• Objective
Tally the lines of the entries below that contain the string "garage", treating case as significant. Reply with the number alone.

• Given entries
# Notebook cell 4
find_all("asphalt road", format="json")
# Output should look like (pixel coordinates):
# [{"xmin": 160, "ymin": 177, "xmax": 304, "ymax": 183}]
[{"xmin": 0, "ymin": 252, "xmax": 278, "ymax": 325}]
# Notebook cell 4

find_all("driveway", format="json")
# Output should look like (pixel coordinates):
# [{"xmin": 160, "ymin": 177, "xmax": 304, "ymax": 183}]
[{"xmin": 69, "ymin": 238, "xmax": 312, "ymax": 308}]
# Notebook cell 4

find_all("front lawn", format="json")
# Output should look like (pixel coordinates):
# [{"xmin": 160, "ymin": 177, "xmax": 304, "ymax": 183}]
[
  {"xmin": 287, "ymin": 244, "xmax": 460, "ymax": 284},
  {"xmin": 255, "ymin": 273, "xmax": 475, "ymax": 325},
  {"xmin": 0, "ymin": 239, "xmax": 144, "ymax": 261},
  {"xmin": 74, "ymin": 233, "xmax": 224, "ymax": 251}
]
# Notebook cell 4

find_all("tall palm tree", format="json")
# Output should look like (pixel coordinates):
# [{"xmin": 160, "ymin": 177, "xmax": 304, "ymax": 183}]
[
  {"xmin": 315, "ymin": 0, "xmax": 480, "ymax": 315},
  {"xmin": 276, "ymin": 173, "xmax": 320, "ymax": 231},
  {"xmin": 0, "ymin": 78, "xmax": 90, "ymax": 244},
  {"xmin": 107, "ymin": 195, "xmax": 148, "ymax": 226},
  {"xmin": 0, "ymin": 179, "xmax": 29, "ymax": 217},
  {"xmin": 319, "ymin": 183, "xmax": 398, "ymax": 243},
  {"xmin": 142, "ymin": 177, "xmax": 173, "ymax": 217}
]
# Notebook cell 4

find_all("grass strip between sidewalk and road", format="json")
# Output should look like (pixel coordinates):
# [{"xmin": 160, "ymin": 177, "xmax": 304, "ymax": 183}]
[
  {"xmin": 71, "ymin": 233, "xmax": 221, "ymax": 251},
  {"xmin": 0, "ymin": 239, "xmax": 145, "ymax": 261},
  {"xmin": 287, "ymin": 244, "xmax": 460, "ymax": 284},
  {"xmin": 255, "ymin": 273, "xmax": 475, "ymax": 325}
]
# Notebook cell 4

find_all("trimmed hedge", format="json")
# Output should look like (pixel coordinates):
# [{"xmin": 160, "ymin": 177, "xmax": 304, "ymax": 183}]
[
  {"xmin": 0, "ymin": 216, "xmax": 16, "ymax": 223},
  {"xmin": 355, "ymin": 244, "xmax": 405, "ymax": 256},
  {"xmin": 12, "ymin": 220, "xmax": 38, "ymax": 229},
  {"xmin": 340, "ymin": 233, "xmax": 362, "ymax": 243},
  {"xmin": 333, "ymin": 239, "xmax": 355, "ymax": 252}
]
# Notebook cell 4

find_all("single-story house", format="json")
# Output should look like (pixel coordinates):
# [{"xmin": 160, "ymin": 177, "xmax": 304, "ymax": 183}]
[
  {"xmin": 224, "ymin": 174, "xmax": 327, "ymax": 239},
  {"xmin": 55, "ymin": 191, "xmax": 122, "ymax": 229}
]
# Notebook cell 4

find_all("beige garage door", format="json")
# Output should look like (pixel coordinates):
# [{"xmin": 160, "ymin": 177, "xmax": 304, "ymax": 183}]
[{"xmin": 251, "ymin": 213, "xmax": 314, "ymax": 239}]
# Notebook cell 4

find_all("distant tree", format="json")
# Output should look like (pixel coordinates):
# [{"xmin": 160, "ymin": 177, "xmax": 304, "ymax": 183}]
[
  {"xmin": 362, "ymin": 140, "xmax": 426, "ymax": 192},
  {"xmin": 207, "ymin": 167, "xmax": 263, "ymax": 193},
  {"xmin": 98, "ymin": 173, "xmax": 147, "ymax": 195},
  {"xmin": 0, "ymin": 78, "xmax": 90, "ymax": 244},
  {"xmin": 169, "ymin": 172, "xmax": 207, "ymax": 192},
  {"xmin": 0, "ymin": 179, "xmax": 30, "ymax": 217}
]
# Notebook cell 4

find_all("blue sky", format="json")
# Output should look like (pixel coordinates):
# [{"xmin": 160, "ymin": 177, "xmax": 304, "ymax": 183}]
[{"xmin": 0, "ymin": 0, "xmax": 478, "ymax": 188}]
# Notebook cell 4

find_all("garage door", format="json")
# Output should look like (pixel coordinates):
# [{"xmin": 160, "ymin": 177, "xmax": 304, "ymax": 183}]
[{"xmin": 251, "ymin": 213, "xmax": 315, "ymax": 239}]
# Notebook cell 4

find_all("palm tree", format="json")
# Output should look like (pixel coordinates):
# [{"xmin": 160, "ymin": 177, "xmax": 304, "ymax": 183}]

• Worked answer
2